DOCUMENT TEXT:
┌──

Valley View Winery, one of the Applegate Valley’s heritage names, connects guests to the area’s early pioneers, when planting Cabernet Sauvignon or Merlot felt audacious. The winery’s presence at the tasting demonstrates how this fundraiser has grown alongside the region’s winemaking maturity– each vintage and pledge drive reinforcing the other.
Peter William Vineyard offers modern precision with site-driven wines, clean lines and clarity in the glass that rises above the joyful noise. These Rogue Valley wines represent a natural fit for a station obsessed with clearness on the dial.
Around them, a constellation of producers– Applegate stalwarts, Rogue Valley innovators and Umpqua originals– each pouring a unique version of Oregon.
More Than a Glass
Though the wines draw enthusiasts, the evening’s soul belongs to its mash-up of neighbors: teachers and techs, vintners and volunteers, arts administrators, retirees, students and long-time listeners, many greeting on-air hosts like extended family.
Food artisans reveal their own regional stories– local cheeses, seasonal small plates, wood-fired bites and confections infused with local fruit. And the Peerless oysters that disappear as quickly as they’re shucked. Arts organizations and cultural partners– from theater troupes to festivals– join the mix, turning the tasting into a vibrant cross-section of Southern Oregon culture.
In this era of fractured attention, an in-person fundraiser where people linger, listen and look one another in the eye feels almost radical. The JPR Wine Tasting is analog by design: you buy a ticket, shake hands with the people whose voices accompany your commute, discover a new winery, run into a neighbor pouring Chardonnay. The exchange is straightforward and profoundly human.
This year, with federal funding cuts reshaping the fiscal landscape for public radio, the sense of reciprocity feels especially vital. Ticket sales and auction proceeds help power independent news, music, and cultural storytelling across JPR’s vast region. In turn, that service amplifies the very communities and producers showcased in the room. The wines support the signal; the signal tells the story of the wines.
Paul Westhelle, executive director of JPR, reflects: “JPR’s service to Southern Oregon is rooted in the relationships we have with our listeners who support our mission year after year. The JPR Wine Tasting brings us together to strengthen those relationships and connect with our audience in person and in our community. With federal funding gone, the human connections that sustain our work are absolutely essential to our success serving the region.”

└──

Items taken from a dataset
┌──

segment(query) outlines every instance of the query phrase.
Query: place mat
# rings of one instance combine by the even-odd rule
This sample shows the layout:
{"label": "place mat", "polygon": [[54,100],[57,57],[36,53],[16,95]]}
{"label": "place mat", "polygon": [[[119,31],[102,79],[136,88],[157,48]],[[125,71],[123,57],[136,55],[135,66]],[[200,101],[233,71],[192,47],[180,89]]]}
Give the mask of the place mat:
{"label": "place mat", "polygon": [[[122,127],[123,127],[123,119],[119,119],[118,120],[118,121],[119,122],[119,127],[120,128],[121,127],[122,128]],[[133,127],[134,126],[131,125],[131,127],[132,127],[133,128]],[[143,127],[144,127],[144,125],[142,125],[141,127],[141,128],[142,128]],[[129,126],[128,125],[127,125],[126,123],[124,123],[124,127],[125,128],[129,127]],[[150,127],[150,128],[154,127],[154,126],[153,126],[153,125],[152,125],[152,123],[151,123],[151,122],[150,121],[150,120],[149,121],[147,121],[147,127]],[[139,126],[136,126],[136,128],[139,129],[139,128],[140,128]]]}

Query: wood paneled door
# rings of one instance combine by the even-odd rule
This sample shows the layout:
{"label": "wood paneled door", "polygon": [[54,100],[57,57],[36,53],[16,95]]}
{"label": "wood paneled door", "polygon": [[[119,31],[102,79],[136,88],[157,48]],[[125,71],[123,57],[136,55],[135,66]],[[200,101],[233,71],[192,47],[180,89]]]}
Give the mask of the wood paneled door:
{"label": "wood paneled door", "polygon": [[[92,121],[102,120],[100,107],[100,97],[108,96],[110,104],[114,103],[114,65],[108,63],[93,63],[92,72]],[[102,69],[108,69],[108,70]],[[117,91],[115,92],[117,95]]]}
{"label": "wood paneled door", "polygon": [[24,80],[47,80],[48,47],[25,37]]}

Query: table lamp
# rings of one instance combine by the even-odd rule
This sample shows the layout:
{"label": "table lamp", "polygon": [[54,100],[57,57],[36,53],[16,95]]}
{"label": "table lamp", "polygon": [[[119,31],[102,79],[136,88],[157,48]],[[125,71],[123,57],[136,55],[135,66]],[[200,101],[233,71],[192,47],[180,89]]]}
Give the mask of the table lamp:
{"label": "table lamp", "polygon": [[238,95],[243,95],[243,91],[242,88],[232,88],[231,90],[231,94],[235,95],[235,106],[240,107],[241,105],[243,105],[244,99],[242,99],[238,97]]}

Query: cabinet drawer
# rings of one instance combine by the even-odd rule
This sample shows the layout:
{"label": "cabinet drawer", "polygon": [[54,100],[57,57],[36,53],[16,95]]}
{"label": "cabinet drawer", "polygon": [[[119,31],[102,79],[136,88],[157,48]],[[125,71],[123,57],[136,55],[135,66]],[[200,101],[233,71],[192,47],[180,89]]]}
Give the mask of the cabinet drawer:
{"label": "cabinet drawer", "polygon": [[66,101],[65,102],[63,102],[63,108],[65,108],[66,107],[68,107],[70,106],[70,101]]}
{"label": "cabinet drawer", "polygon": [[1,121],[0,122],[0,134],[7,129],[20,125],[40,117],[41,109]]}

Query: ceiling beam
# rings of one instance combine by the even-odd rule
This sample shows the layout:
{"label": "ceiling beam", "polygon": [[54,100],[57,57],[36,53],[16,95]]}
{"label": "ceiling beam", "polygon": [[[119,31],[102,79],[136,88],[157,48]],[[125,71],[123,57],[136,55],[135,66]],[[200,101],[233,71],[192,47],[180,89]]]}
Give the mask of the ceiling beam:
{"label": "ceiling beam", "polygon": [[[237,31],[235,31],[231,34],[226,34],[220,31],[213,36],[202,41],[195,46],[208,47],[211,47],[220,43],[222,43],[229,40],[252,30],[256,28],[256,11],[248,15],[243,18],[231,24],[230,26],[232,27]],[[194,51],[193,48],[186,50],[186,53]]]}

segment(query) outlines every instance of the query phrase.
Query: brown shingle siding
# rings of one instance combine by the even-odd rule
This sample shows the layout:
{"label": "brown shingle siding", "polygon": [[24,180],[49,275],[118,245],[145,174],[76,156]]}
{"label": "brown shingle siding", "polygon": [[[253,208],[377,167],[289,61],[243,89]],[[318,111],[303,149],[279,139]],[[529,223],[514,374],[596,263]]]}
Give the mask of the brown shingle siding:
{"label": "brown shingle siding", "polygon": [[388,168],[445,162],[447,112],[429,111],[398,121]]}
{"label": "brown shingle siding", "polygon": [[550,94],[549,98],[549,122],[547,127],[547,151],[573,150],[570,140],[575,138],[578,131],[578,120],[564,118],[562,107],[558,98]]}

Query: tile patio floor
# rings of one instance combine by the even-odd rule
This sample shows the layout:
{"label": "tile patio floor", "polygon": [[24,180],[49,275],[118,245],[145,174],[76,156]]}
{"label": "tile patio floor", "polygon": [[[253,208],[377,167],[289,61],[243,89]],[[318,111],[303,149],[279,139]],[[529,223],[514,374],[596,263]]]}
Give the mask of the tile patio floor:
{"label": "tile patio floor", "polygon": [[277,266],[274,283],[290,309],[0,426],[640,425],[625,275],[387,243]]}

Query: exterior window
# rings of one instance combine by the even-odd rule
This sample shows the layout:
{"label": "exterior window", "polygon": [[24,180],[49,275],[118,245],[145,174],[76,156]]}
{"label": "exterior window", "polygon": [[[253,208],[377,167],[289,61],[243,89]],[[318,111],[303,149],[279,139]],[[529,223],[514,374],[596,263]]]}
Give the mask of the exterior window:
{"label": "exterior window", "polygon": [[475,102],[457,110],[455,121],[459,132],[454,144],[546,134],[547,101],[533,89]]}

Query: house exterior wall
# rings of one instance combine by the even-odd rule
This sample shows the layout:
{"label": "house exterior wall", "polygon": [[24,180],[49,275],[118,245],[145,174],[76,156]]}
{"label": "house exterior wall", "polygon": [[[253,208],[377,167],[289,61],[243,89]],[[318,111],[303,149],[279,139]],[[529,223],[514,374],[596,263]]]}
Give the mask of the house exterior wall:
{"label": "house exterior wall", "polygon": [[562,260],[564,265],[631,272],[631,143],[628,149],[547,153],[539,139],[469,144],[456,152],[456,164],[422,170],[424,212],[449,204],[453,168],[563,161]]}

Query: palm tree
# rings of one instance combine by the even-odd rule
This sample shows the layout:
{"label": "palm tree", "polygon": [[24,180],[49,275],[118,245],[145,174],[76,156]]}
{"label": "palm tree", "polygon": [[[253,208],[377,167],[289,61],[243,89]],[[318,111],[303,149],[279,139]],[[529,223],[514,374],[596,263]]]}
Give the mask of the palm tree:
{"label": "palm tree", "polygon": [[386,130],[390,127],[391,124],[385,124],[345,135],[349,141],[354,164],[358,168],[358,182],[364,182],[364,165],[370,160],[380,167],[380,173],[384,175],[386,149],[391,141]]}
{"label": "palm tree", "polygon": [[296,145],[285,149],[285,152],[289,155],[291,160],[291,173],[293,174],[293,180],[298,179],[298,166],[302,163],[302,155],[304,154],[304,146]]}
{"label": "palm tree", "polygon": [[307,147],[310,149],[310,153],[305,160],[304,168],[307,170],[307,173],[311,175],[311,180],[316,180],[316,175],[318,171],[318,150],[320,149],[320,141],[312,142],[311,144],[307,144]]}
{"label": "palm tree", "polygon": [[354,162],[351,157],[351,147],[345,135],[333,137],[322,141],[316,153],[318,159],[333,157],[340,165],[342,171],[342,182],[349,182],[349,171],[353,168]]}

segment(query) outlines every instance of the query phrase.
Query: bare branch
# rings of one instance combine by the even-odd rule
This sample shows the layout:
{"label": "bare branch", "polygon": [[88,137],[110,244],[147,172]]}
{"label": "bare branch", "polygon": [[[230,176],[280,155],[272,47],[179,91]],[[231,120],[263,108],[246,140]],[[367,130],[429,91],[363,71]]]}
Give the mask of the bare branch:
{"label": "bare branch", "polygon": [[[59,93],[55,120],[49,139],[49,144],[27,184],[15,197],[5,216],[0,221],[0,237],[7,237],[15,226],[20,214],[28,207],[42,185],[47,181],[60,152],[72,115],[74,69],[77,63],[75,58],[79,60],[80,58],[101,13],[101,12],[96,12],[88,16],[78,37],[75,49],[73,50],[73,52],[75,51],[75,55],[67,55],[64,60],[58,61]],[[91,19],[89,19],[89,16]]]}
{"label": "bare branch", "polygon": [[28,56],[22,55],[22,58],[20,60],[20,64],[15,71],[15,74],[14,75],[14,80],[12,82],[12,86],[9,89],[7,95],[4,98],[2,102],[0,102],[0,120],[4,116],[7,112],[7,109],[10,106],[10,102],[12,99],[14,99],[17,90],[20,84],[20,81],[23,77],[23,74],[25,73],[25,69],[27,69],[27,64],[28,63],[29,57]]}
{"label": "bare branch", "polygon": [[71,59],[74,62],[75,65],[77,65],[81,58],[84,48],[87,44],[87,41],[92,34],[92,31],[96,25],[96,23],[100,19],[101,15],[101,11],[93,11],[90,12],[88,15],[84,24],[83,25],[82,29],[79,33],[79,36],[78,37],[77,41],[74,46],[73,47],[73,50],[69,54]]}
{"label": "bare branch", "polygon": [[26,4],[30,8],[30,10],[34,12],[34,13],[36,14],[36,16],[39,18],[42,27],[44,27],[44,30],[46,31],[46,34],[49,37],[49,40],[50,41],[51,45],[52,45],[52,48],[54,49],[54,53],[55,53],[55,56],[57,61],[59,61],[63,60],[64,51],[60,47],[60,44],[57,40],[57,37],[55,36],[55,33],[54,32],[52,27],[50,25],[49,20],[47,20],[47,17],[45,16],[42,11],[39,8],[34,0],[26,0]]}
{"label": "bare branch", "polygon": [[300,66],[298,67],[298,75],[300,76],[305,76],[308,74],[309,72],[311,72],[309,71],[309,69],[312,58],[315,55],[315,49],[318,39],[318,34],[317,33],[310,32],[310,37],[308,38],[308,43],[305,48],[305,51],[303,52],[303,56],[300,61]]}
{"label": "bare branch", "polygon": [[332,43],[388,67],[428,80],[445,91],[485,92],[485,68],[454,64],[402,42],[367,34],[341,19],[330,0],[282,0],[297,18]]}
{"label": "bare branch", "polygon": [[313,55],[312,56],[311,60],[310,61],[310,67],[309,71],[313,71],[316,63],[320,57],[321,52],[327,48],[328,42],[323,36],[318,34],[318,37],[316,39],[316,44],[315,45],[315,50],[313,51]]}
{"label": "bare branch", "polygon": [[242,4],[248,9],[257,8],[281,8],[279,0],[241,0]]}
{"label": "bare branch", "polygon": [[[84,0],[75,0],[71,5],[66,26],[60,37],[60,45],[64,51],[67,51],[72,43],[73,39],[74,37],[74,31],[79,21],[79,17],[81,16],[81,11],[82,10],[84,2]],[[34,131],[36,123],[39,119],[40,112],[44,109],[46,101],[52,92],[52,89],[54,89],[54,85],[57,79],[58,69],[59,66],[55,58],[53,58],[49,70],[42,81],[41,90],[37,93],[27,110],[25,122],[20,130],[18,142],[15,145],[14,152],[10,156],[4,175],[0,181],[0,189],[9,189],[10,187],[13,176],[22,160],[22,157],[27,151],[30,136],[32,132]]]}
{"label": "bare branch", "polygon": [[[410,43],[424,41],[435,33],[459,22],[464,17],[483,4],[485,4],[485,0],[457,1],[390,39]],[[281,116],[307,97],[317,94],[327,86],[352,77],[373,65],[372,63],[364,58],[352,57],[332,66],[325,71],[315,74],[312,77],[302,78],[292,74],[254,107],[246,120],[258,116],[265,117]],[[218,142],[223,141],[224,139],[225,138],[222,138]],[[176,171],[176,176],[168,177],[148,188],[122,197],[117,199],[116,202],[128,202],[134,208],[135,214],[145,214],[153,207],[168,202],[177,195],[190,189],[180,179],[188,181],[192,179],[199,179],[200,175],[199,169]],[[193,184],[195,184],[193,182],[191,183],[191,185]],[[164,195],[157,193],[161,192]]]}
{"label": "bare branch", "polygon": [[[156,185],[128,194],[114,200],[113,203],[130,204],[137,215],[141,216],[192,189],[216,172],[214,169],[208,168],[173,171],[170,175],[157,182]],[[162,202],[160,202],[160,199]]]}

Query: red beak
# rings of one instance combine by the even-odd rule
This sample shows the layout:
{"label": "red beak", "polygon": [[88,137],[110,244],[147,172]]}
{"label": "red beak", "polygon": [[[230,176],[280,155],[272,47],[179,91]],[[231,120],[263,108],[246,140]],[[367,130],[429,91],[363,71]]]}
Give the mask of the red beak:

└──

In the JPR Wine Tasting text, what position does Paul Westhelle hold? These rows have no connection to the JPR Wine Tasting text.

TASK RESULT:
Executive director of JPR